## Document text
● ● ● ● ●
Guide to testing IFClite.

Overview

flowchart TB subgraph Unit["Unit Tests"] TS["TypeScript (Vitest)"] Rust["Rust (cargo test)"] end subgraph Integration["Integration Tests"] Parser["Parser Tests"] Geometry["Geometry Tests"] E2E["End-to-End"] end subgraph Quality["Quality Checks"] Lint["Linting"] Types["Type Checking"] Coverage["Code Coverage"] end Unit --> Integration --> Quality

Running Tests

Test Suites

The root package.json wires up these suites (most need fixtures, fetched once with pnpm fixtures):

Command What it runs
pnpm test All package unit tests via Turbo (turbo test, Vitest per package)
pnpm test:e2e Playwright viewer end-to-end tests (project viewer-e2e)
pnpm test:e2e:ci Playwright e2e, CI variant (project viewer-e2e-ci)
pnpm test:integration Cross-package integration pipeline (tests/integration.test.ts)
pnpm test:api Server API tests (tests/api/)
pnpm test:wasm-contract Real WASM boundary contract tests (run pnpm build:wasm first, or it skips)
pnpm test:ids-corpus IDS validation corpus
cargo test --workspace All Rust tests (run from the repo root)
● ● ● ● ●
## Excerpted data

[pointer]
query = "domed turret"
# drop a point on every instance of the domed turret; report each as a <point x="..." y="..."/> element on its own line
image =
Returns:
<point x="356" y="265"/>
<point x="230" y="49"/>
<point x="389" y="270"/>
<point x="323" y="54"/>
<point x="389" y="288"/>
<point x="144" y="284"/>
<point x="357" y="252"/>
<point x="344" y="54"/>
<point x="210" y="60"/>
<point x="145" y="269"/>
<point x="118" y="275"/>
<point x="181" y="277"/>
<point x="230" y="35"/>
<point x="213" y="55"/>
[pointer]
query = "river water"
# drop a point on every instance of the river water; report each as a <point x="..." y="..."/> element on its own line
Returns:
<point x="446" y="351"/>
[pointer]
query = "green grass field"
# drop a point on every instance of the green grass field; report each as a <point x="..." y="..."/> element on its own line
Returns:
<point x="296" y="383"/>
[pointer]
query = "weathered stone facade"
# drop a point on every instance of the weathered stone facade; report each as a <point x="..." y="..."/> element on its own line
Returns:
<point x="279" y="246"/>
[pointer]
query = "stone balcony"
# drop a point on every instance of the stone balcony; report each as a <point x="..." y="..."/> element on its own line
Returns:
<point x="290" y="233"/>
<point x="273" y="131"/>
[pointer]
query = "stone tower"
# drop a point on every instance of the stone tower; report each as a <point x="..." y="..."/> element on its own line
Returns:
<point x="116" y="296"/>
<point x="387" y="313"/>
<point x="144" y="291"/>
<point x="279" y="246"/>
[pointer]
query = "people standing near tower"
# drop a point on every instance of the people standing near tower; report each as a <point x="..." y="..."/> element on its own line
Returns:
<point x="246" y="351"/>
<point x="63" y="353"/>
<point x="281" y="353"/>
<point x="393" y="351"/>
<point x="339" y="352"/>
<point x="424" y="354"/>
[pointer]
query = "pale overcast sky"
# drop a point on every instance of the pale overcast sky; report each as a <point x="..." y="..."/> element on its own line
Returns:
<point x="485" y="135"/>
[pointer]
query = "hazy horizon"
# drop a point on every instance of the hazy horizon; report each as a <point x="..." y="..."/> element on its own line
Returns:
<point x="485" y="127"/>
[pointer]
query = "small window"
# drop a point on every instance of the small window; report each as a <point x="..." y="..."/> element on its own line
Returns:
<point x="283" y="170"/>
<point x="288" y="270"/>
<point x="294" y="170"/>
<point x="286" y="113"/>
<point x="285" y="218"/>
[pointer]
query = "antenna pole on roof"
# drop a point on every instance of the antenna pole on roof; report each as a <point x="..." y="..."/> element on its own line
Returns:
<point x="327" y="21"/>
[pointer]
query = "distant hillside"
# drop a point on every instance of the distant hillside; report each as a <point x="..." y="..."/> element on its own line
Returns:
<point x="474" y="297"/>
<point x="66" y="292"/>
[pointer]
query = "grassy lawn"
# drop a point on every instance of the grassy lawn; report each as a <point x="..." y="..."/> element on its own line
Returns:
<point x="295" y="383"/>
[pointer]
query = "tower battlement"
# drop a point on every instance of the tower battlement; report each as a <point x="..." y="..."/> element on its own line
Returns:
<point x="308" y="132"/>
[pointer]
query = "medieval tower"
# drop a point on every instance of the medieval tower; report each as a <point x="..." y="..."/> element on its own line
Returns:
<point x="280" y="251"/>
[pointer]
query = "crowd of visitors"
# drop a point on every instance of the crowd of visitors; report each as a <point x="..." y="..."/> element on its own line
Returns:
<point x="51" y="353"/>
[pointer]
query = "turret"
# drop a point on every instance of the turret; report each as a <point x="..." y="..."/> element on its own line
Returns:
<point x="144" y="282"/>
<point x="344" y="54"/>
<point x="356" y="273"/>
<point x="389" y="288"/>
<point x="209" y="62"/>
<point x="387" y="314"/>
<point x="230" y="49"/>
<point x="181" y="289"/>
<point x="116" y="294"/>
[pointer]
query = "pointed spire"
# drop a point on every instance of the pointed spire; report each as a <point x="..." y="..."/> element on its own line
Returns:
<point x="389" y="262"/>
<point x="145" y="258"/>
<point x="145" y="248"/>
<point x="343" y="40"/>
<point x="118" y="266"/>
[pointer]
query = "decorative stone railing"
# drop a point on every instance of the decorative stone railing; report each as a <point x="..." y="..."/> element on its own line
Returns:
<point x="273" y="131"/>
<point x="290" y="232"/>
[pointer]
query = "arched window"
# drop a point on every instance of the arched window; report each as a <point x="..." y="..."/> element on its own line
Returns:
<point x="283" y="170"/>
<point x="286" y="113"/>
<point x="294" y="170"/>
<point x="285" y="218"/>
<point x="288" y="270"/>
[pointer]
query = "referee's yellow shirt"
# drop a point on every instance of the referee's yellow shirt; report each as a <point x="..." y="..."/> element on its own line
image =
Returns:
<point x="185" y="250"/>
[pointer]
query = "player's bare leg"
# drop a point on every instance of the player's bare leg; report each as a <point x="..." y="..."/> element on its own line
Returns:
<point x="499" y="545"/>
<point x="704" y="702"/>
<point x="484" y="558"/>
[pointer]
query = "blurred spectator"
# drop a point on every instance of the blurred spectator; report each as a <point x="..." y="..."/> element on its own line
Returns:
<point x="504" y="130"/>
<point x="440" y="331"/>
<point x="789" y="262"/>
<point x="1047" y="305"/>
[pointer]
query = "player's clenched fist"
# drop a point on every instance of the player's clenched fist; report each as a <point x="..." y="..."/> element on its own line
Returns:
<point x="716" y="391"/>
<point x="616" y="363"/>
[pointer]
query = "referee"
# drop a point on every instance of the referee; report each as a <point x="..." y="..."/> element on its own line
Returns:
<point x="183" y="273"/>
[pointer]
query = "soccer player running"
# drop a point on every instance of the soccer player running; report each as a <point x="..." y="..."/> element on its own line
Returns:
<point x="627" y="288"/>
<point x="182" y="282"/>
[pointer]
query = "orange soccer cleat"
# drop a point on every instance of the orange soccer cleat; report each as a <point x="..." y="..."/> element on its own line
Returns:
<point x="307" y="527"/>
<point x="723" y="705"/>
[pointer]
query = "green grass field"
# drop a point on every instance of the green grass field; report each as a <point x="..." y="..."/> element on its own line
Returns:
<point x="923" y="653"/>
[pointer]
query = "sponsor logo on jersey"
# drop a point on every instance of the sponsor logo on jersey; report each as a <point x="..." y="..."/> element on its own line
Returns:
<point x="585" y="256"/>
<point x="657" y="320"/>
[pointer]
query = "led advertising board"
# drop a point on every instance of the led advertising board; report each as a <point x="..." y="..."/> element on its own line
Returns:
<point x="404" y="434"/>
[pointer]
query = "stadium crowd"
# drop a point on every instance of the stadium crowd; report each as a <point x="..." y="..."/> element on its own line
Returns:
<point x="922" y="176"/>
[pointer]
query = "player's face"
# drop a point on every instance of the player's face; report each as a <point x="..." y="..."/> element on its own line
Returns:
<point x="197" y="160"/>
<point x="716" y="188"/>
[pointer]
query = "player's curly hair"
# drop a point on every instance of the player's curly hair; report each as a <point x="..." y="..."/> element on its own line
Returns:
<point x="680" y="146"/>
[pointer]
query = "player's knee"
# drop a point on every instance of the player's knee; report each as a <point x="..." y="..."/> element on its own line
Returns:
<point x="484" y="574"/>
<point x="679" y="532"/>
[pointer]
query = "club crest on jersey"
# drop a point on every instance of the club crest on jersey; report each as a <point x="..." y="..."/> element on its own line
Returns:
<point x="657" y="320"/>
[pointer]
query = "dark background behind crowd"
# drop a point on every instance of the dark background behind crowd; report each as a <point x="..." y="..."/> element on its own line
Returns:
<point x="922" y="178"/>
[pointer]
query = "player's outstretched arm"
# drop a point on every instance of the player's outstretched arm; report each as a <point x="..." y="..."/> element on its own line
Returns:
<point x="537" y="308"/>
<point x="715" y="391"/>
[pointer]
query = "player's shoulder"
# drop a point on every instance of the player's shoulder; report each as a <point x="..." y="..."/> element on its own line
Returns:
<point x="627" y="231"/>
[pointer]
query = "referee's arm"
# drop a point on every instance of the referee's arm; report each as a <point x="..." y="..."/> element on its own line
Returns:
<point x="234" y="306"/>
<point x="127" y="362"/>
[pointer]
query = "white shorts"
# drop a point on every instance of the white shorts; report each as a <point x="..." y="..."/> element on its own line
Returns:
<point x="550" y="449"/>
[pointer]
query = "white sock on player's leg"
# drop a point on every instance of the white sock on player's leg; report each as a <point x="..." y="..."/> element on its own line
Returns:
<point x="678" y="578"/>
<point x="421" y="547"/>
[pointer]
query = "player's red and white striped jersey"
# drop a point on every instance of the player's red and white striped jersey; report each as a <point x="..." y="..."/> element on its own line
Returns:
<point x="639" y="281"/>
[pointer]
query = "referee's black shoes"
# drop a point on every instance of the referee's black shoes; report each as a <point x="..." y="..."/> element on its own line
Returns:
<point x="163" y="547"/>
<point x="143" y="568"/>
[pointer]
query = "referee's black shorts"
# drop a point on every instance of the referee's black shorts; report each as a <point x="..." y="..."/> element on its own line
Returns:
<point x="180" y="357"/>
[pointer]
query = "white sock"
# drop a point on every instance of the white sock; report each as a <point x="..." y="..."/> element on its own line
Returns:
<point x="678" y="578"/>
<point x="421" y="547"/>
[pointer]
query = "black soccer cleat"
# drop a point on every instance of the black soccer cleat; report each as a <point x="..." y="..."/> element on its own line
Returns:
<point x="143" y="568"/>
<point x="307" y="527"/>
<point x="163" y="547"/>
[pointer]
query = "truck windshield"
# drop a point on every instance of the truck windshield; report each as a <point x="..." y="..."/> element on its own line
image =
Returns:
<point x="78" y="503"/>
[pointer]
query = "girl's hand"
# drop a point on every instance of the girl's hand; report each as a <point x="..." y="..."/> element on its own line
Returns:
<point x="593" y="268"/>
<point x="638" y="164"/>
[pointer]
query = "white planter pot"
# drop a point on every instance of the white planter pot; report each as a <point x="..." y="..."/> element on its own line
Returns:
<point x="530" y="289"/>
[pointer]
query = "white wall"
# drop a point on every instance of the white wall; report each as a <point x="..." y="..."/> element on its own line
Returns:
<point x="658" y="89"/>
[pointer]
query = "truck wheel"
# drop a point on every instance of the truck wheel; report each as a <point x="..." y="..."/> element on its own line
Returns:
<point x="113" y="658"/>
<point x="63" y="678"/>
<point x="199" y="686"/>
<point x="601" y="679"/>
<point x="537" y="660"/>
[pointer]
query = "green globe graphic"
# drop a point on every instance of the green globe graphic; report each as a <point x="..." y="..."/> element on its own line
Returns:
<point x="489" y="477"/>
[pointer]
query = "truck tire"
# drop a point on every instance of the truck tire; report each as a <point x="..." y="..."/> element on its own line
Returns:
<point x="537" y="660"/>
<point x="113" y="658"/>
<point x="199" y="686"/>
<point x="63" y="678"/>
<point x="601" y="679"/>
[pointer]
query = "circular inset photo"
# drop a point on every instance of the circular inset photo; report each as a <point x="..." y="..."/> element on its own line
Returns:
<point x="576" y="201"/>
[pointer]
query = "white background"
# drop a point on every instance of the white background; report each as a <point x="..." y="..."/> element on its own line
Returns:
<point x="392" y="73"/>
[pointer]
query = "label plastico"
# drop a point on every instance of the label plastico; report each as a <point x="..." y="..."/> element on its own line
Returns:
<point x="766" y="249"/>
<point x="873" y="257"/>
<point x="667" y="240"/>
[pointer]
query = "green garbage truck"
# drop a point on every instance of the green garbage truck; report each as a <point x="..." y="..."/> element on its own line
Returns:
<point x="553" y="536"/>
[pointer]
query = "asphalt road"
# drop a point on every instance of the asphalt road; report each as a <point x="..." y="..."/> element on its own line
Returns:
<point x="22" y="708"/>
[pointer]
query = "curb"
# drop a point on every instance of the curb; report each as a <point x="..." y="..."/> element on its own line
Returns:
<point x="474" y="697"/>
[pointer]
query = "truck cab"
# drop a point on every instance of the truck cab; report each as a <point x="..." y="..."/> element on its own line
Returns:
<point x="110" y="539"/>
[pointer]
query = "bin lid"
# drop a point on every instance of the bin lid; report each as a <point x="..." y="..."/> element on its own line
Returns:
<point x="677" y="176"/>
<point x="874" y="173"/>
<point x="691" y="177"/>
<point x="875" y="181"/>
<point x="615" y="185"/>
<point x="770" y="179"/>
● ● ● ● ●
## Stated exercise
Write the next part of the IFClite testing guide, picking up right after its last line.

## Task result
TypeScript Tests

# Run all TypeScript tests
pnpm test

# Run specific package
cd packages/parser && pnpm test

# Watch mode
cd packages/parser && pnpm exec vitest --watch

# With coverage
cd packages/parser && pnpm exec vitest run --coverage

Rust Tests

The Cargo workspace root is the repo root:

# Run all Rust tests
cargo test --workspace

# Run specific crate
cargo test -p ifc-lite-core

# Run specific test
cargo test parse_entity

# With output
cargo test -- --nocapture

Fuzzing the STEP parser

The entity parser has a coverage-guided fuzz target (rust/core/fuzz/). It is a standalone crate, so it is not built by cargo build/cargo test or by the PR test workflow; a scheduled workflow (.github/workflows/fuzz.yml) runs it weekly and on demand. Run it locally with cargo-fuzz (needs the nightly toolchain, already pinned):

cargo install cargo-fuzz
cd rust/core
cargo fuzz run parse_entity -- -max_total_time=60

The contract under fuzz is that parse_entity never panics, hangs, or overflows on arbitrary bytes (only returns Ok/Err). tests/malformed_input.rs pins the same contract for specific inputs in normal CI.

Writing Tests

TypeScript Tests (Vitest)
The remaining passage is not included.